(Point annotation records)
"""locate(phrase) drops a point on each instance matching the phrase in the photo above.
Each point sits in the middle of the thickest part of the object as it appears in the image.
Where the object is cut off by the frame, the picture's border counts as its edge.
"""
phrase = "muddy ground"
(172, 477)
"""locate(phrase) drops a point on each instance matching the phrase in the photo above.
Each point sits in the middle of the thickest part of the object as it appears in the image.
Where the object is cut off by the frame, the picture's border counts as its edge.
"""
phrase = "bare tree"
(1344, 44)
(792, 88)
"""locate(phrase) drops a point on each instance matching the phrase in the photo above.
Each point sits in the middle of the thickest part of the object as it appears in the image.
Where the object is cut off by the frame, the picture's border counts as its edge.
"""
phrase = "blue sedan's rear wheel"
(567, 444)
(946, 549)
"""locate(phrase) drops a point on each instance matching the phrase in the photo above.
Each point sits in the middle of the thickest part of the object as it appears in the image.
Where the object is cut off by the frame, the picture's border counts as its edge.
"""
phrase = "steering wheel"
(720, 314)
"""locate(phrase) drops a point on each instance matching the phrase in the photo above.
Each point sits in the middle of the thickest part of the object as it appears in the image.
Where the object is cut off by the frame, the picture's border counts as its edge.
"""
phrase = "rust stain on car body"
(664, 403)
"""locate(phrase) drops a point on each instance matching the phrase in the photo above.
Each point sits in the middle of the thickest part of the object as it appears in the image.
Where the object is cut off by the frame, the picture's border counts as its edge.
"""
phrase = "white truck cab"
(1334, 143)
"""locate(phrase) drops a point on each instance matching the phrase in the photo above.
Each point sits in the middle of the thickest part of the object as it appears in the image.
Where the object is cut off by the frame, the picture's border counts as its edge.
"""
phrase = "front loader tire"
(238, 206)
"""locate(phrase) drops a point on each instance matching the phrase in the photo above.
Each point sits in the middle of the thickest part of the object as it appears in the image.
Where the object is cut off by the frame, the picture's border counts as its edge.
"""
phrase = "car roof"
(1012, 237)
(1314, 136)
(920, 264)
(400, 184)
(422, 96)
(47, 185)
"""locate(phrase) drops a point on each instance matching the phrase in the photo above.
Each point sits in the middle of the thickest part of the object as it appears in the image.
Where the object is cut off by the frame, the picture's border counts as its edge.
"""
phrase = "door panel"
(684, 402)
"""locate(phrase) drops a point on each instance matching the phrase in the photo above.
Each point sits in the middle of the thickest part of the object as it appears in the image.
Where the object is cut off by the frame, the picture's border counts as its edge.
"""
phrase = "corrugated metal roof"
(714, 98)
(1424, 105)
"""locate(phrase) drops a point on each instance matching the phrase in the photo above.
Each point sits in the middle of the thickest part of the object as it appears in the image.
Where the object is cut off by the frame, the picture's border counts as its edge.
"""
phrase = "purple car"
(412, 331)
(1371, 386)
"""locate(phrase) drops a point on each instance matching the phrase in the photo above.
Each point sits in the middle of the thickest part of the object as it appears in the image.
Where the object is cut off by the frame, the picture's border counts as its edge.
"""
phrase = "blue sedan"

#### Given exercise:
All of the data must be returned exactly.

#### Answer to the problem:
"""locate(phrase) drops a point on each instance matching the phrase in the photo above.
Each point sits in the middle of the thickest part of the object as it appears in the image.
Where the object is cut off by the frame, the picture's border counts as its edge.
"""
phrase = "muddy ground"
(172, 477)
"""locate(phrase) drops a point on each instance matching the phrase in the photo above.
Each point sits in the middle of the thickest part of the object as it appears in the image.
Where the object is cut off by the frame, the picture's border counts as its edge.
"""
phrase = "bare tree"
(1344, 44)
(792, 88)
"""locate(phrase) drops a point on each instance matching the phrase in the photo above.
Each point sits in the middle of the thickest part of the object as it appears in the image.
Where the object is cut off by the frame, the picture's border counts as its edge.
"""
phrase = "blue sedan's rear wheel"
(567, 444)
(946, 549)
"""locate(phrase) drops a point on each instance matching the phrase in the photo above.
Each point sits in the middle of the thickest part of the object as it appears in the image.
Where the object is cut off by the frame, the picture's border counts as its edge.
"""
phrase = "steering wheel"
(720, 314)
"""locate(phrase) drops a point on each instance matching the phrase in the photo above.
Each point sits in the middle of the thickest part of the object as it appears in the image.
Where the object is cut off by the frame, the picture's border counts as its edge.
"""
phrase = "rust stain on car body"
(664, 403)
"""locate(phrase) drops a point on each instance matching the phrase in the photo above.
Each point sits in the middle of the thickest part of the object as it appears in the image.
Where the object is cut off by the frame, the picture's border counts as its edge.
"""
phrase = "white truck cab"
(1334, 143)
"""locate(phrase) drops a point on each instance matching the phrase in the photo above.
Each point sits in the middle of the thickest part of the object as it appears in the image.
Where the object is cut off by the frame, the picture's border counts as its edge.
"""
phrase = "front loader tire"
(238, 206)
"""locate(phrase) drops a point on each instance matching the phrase in the photo above.
Each point sits in the middle of the thickest part of the object as it appears in the image.
Where the object is cut off by the frame, the picture's border counts as its edge.
"""
phrase = "car roof"
(1012, 237)
(1314, 136)
(920, 264)
(400, 184)
(422, 96)
(47, 185)
"""locate(phrase) drops a point on each instance matching the phrase in the photo above.
Each point sits in the middle of the thickest part of the object as it appears in the image.
Where the object is cut off by the frame, the picture's border counts as its edge.
"""
phrase = "door panel"
(684, 402)
"""locate(phrase) drops a point on each instance matching the phrase in the photo above.
Each point sits in the middle of the thickest part of the object as it appears in the image.
Where the object is cut off by the frame, the picture's border counts as its edge.
"""
phrase = "corrugated metal roof"
(714, 98)
(1424, 105)
"""locate(phrase) drops a point on each instance matching the phrase in the photo above.
Each point sits in the middle of the thickest part of the object as it appears in the image.
Where the object is cut off by the frame, the picture's border counts as its edge.
"""
phrase = "purple car"
(412, 331)
(1371, 386)
"""locate(phrase) drops a point on each instance matching the phrase in the photo above.
Each point sits in the middle of the thickest part of the object as it appears in the image.
Where the object is cut off by the frame, the picture's border counts as its edge.
"""
phrase = "blue sedan"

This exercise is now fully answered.